▸ AIM OF THE TASK
Render each line of the records below as one string in a JSON list, skipping blank lines and leaving out the pictures.

[Source records]
## START

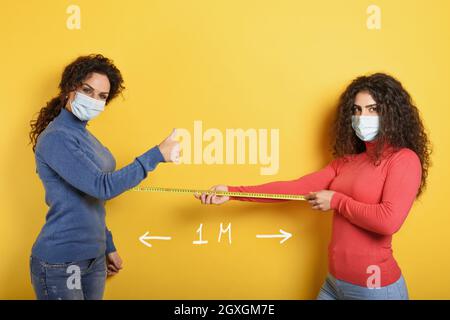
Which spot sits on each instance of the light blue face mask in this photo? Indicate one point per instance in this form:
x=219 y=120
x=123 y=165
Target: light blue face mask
x=366 y=127
x=86 y=108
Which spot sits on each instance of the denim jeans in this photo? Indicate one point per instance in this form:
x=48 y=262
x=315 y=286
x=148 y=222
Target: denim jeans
x=334 y=289
x=79 y=280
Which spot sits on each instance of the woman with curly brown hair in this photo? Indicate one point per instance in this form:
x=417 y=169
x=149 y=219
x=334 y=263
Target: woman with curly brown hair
x=74 y=251
x=381 y=164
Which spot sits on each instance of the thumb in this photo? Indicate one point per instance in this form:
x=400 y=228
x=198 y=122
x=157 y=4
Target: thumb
x=173 y=134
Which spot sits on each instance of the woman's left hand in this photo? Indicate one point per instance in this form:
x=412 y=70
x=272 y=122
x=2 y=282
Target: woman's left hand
x=113 y=263
x=320 y=200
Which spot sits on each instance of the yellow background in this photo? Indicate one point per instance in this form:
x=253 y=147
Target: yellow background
x=230 y=64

## END

▸ EXPECTED OUTPUT
[
  "Which spot sits on each instance of the light blue face mask in this photo? Indicate one point per instance in this form:",
  "x=219 y=120",
  "x=123 y=165",
  "Target: light blue face mask",
  "x=366 y=127",
  "x=86 y=108",
  "Which spot sits on each instance of the denim jeans in this photo? Indicate one point per instance in this form:",
  "x=48 y=262",
  "x=315 y=286",
  "x=148 y=222",
  "Target: denim jeans",
  "x=334 y=289",
  "x=79 y=280",
  "Which spot sits on each instance of the woman with curly brown hair in this photo? Indicate one point per instance in this form:",
  "x=417 y=169",
  "x=149 y=219",
  "x=334 y=263",
  "Target: woman with curly brown hair",
  "x=74 y=251",
  "x=381 y=164",
  "Which spot sits on each instance of the thumb in this photo? Indicate one point per instance in this form:",
  "x=400 y=228",
  "x=198 y=122",
  "x=157 y=4",
  "Target: thumb",
  "x=173 y=134",
  "Which spot sits on each instance of the woman's left hand in this photo? Indicate one point per instance in this form:",
  "x=412 y=70",
  "x=272 y=122",
  "x=2 y=282",
  "Target: woman's left hand",
  "x=113 y=263",
  "x=320 y=200",
  "Which spot sits on each instance of the yellow background in this photo? Indicate one point per instance in this form:",
  "x=253 y=147",
  "Target: yellow background",
  "x=230 y=64"
]